Extracted material: Begin
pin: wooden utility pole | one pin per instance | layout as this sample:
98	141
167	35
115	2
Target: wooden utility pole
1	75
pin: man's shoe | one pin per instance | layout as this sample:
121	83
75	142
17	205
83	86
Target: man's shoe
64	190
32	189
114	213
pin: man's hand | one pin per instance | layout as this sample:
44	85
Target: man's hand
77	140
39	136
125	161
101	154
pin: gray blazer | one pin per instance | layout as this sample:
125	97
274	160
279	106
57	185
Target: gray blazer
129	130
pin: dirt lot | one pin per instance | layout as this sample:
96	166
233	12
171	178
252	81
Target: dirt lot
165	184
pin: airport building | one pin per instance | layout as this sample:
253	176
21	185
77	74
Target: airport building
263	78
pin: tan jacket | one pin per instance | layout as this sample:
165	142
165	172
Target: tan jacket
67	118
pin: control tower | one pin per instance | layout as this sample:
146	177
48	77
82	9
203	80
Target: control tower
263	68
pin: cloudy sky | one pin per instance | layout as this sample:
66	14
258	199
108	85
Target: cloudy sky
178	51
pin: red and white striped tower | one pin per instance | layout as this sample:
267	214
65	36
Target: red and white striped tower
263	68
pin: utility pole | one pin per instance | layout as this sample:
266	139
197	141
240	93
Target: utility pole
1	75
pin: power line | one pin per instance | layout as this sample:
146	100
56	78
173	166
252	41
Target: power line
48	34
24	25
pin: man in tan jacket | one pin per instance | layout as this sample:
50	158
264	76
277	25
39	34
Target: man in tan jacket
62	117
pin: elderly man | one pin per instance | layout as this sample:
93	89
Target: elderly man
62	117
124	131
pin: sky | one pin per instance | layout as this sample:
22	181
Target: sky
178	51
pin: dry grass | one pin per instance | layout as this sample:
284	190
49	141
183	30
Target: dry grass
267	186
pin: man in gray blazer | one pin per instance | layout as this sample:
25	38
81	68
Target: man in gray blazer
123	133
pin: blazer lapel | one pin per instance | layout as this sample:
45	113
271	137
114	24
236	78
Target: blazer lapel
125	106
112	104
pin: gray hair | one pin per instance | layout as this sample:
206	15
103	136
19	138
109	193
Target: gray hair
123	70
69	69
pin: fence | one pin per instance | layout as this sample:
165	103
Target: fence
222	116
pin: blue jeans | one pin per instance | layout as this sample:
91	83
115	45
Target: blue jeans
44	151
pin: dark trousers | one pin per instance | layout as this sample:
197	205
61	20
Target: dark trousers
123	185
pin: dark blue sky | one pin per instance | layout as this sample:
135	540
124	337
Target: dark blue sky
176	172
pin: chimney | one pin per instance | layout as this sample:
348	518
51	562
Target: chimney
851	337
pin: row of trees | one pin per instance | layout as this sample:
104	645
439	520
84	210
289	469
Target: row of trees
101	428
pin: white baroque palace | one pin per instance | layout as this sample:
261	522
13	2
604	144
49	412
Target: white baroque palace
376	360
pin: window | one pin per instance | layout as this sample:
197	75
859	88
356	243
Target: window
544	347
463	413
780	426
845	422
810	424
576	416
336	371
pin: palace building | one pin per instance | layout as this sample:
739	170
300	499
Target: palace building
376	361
Extracted material: End
Give the listing once more, unchanged in every line.

pin: wooden utility pole | one pin per instance | layout as this sample:
98	141
167	35
115	2
Target: wooden utility pole
1	75
pin: man's shoe | one pin per instance | layout as this sample:
121	83
75	142
17	205
83	86
Target: man's shoe
64	190
32	189
114	213
pin: man's hand | one pin per instance | layout as this sample:
44	85
Target: man's hand
77	140
39	136
125	161
101	154
pin: gray blazer | one pin per instance | layout as this sample:
125	97
274	160
279	106
57	185
Target: gray blazer
129	130
pin: dirt lot | one pin per instance | layout as this sample:
96	166
233	12
171	178
252	81
Target: dirt lot
165	184
pin: airport building | one pin per instance | layout as this sample:
253	176
21	185
77	74
Target: airport building
263	78
pin: tan jacket | one pin per instance | layout as this sample:
165	142
165	172
Target: tan jacket
67	118
pin: control tower | one pin per instance | layout as this sample:
146	177
48	77
82	9
203	80
Target: control tower
263	68
pin: cloudy sky | one pin per instance | layout as this sample:
66	14
258	199
108	85
Target: cloudy sky
178	51
pin: red and white striped tower | one pin per instance | layout as this sample:
267	214
65	36
Target: red and white striped tower
263	68
pin: utility pole | one pin per instance | layout as this sample:
266	139
197	141
240	93
Target: utility pole
1	75
pin: power line | one pin per instance | layout as this sample:
146	100
56	78
173	166
252	41
Target: power line
48	34
24	25
pin: man in tan jacket | one pin per instance | layout as this sample:
50	158
264	76
277	25
39	34
Target: man in tan jacket
62	117
pin: elderly man | one pin per instance | layout as this sample:
93	89
Target: elderly man
62	117
124	131
pin: sky | one pin per instance | layout as this sample:
22	181
Target: sky
178	51
pin: dry grass | one pin per instance | layout as this sample:
284	190
49	141
183	30
Target: dry grass
267	186
pin: man in gray blazer | one pin per instance | layout as this sample:
25	38
81	68
Target: man in gray blazer
123	133
pin: blazer lapel | one pin per instance | layout as this sample:
45	113
271	137
114	24
236	78
Target: blazer lapel
125	106
112	104
pin: gray hair | one pin per instance | layout as this sample:
206	15
103	136
19	138
109	193
Target: gray hair
123	70
69	69
pin: fence | one pin per instance | layout as this sample:
165	103
Target: fence
222	116
pin: blue jeans | one pin per instance | layout as this sample:
91	83
115	45
Target: blue jeans
44	151
pin: dark trousers | one pin per instance | layout as this sample:
197	205
61	20
Target: dark trousers
123	185
pin: dark blue sky | one pin per instance | layout as this sample:
135	540
124	337
Target: dark blue sky
176	172
pin: chimney | one pin per instance | layout as this sample:
348	518
51	562
Target: chimney
851	337
pin: row of trees | one pin per instance | layout as this sample:
104	645
439	520
84	210
289	469
Target: row of trees
101	428
pin: white baroque palace | one pin per instance | layout as this sample:
261	522
13	2
604	144
49	412
Target: white baroque palace
376	360
pin: window | one pin per instance | layout as this sample:
197	75
859	88
356	243
Target: window
544	347
463	413
780	426
845	422
810	424
576	416
336	371
pin: palace building | one pin per instance | layout as this sample:
739	170
300	499
Target: palace building
376	361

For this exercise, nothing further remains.